Omitting the pictures, restate all of the entries below exactly.

- [RECORDS SUPPLIED]
____________________

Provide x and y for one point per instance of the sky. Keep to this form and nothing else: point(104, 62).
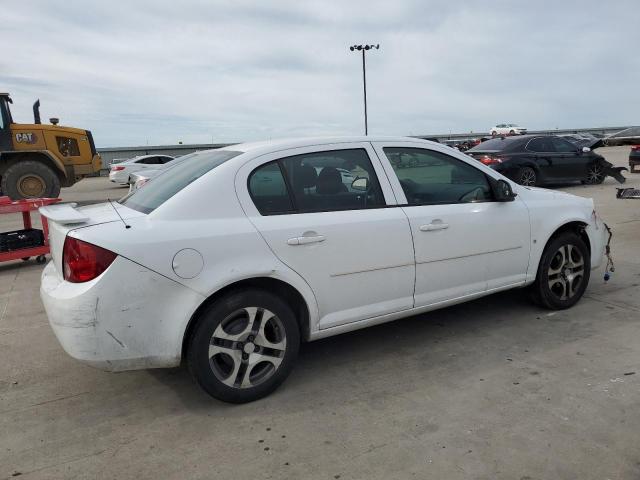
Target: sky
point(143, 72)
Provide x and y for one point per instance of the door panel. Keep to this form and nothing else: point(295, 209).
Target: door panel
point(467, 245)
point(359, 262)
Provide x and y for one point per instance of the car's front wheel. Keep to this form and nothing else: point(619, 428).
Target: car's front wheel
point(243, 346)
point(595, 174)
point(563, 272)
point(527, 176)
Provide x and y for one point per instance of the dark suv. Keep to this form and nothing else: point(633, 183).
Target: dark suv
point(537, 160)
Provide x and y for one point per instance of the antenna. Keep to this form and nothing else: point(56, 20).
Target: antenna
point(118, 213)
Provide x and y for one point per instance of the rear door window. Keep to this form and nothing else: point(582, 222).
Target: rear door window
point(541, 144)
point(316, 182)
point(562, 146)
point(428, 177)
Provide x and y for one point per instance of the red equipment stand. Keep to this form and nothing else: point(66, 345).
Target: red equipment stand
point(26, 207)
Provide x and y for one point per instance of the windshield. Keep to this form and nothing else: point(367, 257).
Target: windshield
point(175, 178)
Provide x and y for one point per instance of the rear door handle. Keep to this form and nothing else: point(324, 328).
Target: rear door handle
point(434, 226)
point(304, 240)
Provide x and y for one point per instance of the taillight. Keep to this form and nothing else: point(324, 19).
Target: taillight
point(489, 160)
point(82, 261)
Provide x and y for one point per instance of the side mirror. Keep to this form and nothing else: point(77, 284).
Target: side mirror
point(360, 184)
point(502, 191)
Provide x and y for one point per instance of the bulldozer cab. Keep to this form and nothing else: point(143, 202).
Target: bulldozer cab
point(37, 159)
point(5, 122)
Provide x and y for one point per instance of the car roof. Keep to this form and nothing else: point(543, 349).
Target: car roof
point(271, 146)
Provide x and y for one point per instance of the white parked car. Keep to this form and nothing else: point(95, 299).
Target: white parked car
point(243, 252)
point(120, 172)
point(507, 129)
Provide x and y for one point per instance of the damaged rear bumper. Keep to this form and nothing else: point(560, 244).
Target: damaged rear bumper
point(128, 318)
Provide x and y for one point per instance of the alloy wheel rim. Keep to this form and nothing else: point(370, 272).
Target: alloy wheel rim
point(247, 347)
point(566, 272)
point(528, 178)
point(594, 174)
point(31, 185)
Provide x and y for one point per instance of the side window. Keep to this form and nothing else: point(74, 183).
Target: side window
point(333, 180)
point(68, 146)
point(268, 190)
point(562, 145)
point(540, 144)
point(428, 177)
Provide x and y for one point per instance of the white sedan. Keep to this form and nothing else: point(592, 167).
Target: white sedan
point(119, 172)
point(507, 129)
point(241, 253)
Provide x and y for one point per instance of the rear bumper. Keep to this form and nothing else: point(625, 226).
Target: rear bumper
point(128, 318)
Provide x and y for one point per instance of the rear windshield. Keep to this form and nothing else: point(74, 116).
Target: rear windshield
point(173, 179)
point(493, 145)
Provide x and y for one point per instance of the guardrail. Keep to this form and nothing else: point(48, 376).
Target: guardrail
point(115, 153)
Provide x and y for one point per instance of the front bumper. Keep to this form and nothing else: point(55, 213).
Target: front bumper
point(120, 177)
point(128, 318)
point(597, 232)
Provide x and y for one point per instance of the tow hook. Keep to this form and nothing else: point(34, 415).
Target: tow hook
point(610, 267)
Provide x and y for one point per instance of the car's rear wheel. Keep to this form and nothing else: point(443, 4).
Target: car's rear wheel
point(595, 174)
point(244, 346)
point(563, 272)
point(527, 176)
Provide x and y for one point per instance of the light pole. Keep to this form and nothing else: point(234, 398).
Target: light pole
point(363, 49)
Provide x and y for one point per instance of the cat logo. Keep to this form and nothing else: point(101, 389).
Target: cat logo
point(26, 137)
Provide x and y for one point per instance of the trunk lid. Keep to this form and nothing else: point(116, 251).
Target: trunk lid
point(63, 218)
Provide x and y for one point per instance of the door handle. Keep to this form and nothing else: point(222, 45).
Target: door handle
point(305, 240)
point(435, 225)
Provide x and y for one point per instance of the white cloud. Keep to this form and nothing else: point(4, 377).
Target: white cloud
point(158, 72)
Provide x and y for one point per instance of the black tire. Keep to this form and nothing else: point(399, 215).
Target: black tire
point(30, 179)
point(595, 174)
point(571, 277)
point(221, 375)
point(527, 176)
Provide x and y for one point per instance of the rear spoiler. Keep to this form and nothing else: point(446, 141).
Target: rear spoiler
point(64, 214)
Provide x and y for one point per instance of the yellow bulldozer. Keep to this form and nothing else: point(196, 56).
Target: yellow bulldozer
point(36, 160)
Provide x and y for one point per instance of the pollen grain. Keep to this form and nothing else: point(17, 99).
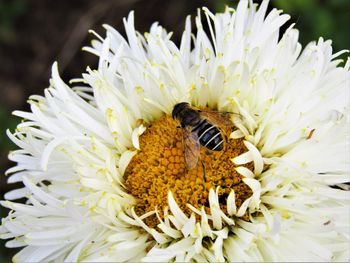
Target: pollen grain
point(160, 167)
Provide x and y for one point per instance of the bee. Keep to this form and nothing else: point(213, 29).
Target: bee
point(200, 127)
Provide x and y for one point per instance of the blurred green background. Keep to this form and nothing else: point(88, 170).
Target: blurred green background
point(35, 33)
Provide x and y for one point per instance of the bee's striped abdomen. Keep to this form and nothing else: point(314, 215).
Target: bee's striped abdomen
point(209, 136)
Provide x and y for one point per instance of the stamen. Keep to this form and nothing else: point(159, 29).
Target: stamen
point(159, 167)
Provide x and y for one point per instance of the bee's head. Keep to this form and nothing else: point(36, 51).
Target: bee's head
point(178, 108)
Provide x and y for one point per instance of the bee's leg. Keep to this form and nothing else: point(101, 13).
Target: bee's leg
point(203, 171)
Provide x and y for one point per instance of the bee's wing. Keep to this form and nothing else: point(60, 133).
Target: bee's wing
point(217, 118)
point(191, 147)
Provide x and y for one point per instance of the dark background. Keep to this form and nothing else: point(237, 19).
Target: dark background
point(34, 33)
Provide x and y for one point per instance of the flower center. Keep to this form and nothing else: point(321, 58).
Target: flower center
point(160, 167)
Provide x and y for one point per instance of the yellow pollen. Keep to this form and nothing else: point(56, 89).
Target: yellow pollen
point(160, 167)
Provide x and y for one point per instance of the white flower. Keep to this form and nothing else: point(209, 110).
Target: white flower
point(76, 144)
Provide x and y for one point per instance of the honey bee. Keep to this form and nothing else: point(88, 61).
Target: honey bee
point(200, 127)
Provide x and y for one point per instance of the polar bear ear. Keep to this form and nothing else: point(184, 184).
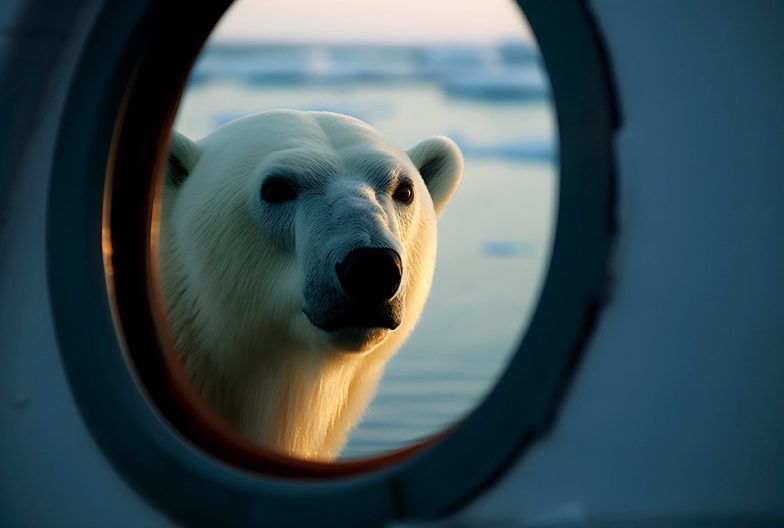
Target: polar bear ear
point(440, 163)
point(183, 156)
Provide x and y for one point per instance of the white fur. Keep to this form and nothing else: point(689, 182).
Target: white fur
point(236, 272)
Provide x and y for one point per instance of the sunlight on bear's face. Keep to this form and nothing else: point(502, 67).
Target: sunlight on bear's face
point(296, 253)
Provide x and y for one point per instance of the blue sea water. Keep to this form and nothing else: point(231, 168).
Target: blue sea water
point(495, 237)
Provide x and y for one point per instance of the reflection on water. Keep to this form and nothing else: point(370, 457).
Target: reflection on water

____________________

- [PROBLEM SOLUTION]
Provide x and y for one point per instance of the sky. Keep to this form and nothing else: point(104, 62).
Target: sky
point(143, 72)
Provide x and y for one point per instance of the door panel. Keep to this form and nothing else: point(295, 209).
Target: door panel
point(467, 245)
point(359, 262)
Provide x and y for one point per instance of the car's front wheel. Keep to this form and nothing else: point(619, 428).
Target: car's front wheel
point(243, 346)
point(595, 174)
point(563, 272)
point(527, 176)
Provide x and y for one point per instance of the dark suv. Keep to this form and nothing else: point(633, 183).
Target: dark suv
point(537, 160)
Provide x and y for one point per instance of the antenna. Keep to this form and nothing else: point(56, 20).
Target: antenna
point(118, 213)
Provide x and y for one point per instance of the rear door window. Keep to this form and nothing else: point(582, 222).
Target: rear door window
point(541, 144)
point(316, 182)
point(562, 146)
point(428, 177)
Provide x and y for one point per instance of the red equipment stand. Keep to this form and nothing else: point(66, 345).
Target: red equipment stand
point(26, 207)
Provide x and y for one point per instance of the windshield. Keep to this form and nothing else: point(367, 257).
Target: windshield
point(175, 178)
Provide x and y for one point per instance of the rear door handle. Keep to this form and nothing else: point(324, 328).
Target: rear door handle
point(434, 226)
point(304, 240)
Provide x and y for one point per instance of the taillight. Keep to this form and nothing else: point(324, 19).
Target: taillight
point(489, 160)
point(82, 261)
Provide x and y for one point per instance of the side mirror. Keep to this form and nothing else: point(77, 284).
Target: side mirror
point(360, 184)
point(502, 191)
Provide x and y for one point per instance of the bulldozer cab. Keep to this form and nothing else: point(143, 202).
Target: bulldozer cab
point(37, 159)
point(5, 122)
Provide x and y for one point per instance of the car roof. Keep to this form and nothing else: point(543, 349).
Target: car roof
point(271, 146)
Provide x and y for one point per instance of the white parked car. Keep to this form and nothing else: point(95, 299).
Target: white parked car
point(243, 252)
point(120, 172)
point(507, 129)
Provide x and y for one point per instance of the damaged rear bumper. Keep to this form and nothing else: point(560, 244).
Target: damaged rear bumper
point(128, 318)
Provide x and y for one point per instance of the alloy wheel rim. Keep to this form and nothing else: point(370, 272).
Target: alloy wheel rim
point(247, 347)
point(566, 272)
point(528, 178)
point(594, 174)
point(31, 185)
Provide x and y for one point per instance of the side window. Keep to this form and nothing else: point(74, 183).
Target: side window
point(333, 180)
point(68, 146)
point(268, 190)
point(562, 145)
point(540, 144)
point(428, 177)
Provide x and y for one point per instance of the white sedan. Keep to this form and nothing else: point(592, 167).
Target: white sedan
point(119, 172)
point(507, 129)
point(241, 253)
Provide x and y for one point per instance of the rear bumper. Keep to this form and nothing else: point(625, 226).
Target: rear bumper
point(128, 318)
Provide x and y for one point per instance of the rear windshield. Keep to this form and nothing else: point(74, 116).
Target: rear windshield
point(173, 179)
point(493, 145)
Provide x and y for one point per instance of the guardrail. Keep to this form and nothing else: point(48, 376).
Target: guardrail
point(115, 153)
Provide x and y for one point per instance of the front bumper. Keep to this form and nothing else: point(55, 213).
Target: front bumper
point(120, 177)
point(128, 318)
point(597, 232)
Provide x and y for one point per instance of the tow hook. Keep to this form and nothing else: point(34, 415).
Target: tow hook
point(610, 267)
Provide x and y for one point per instance of the car's rear wheel. Keep to this form and nothing else: point(443, 4).
Target: car's rear wheel
point(595, 174)
point(244, 346)
point(563, 272)
point(527, 176)
Provide x and y for one point per instance of the light pole. Keep to this form and nothing else: point(234, 398).
Target: light pole
point(363, 49)
Provide x and y for one point per instance of the cat logo. Keep to this form and nothing else: point(101, 389).
Target: cat logo
point(26, 137)
Provide x and y for one point per instance of the trunk lid. Keep to this form and nothing else: point(116, 251).
Target: trunk lid
point(63, 218)
Provide x and y for one point per instance of the door handle. Keep to this form and nothing else: point(222, 45).
Target: door handle
point(305, 240)
point(435, 225)
Provide x and y for one point per instance of the white cloud. Keep to this form and nothing else: point(4, 377).
Target: white cloud
point(158, 72)
Provide x and y for one point per instance of the black tire. Keep to this form and nothing else: point(399, 215).
Target: black tire
point(30, 179)
point(595, 174)
point(571, 277)
point(221, 375)
point(527, 176)
Provide x and y for one point per instance of the rear spoiler. Keep to this form and nothing else: point(446, 141).
Target: rear spoiler
point(64, 214)
Provide x and y for one point per instance of the yellow bulldozer. Keep to this form and nothing else: point(196, 56).
Target: yellow bulldozer
point(36, 160)
Provide x and y for one point per instance of the pollen grain. Keep to this form and nothing else: point(17, 99).
Target: pollen grain
point(160, 167)
Provide x and y for one point per instance of the bee. Keep to this form and nothing else: point(213, 29).
Target: bee
point(200, 127)
Provide x and y for one point per instance of the blurred green background. Keep to this form and nothing else: point(88, 170).
Target: blurred green background
point(35, 33)
Provide x and y for one point per instance of the bee's striped abdomen. Keep to this form and nothing else: point(314, 215).
Target: bee's striped abdomen
point(209, 136)
Provide x and y for one point per instance of the stamen. Keep to this form and nothing else: point(159, 29).
Target: stamen
point(159, 167)
Provide x and y for one point per instance of the bee's head. Keep to this form and nothing else: point(36, 51).
Target: bee's head
point(178, 108)
Provide x and y for one point per instance of the bee's leg. Keep to this form and nothing else: point(101, 13).
Target: bee's leg
point(203, 171)
Provide x and y for one point per instance of the bee's wing. Keep to this form and nothing else: point(60, 133).
Target: bee's wing
point(217, 118)
point(191, 147)
Provide x and y for one point per instance of the dark background. Keep to this form and nothing else: point(237, 19).
Target: dark background
point(34, 33)
Provide x and y for one point per instance of the flower center. Keep to this form and nothing else: point(321, 58).
Target: flower center
point(160, 167)
Provide x and y for one point per instance of the yellow pollen. Keep to this form and nothing else: point(56, 89).
Target: yellow pollen
point(160, 167)
Provide x and y for one point per instance of the white flower. Keep to this form and nothing else: point(209, 110).
Target: white flower
point(76, 144)
Provide x and y for one point per instance of the honey bee. Keep to this form and nothing else: point(88, 61).
Target: honey bee
point(200, 127)
Provide x and y for one point per instance of the polar bear ear. Keep to this form and nothing else: point(184, 184).
Target: polar bear ear
point(440, 163)
point(183, 156)
Provide x and y for one point per instance of the white fur. Keep to this form and nothing else: point(689, 182).
Target: white fur
point(236, 272)
Provide x and y for one point per instance of the sunlight on bear's face. Keep to this form and nothing else: point(502, 67).
Target: sunlight on bear's face
point(296, 253)
Provide x and y for one point per instance of the blue sea water. Keep to this form and nothing else: point(231, 168).
Target: blue sea water
point(495, 237)
Provide x and y for one point per instance of the reflection on water. Keep to this form and nothing else: point(370, 457).
Target: reflection on water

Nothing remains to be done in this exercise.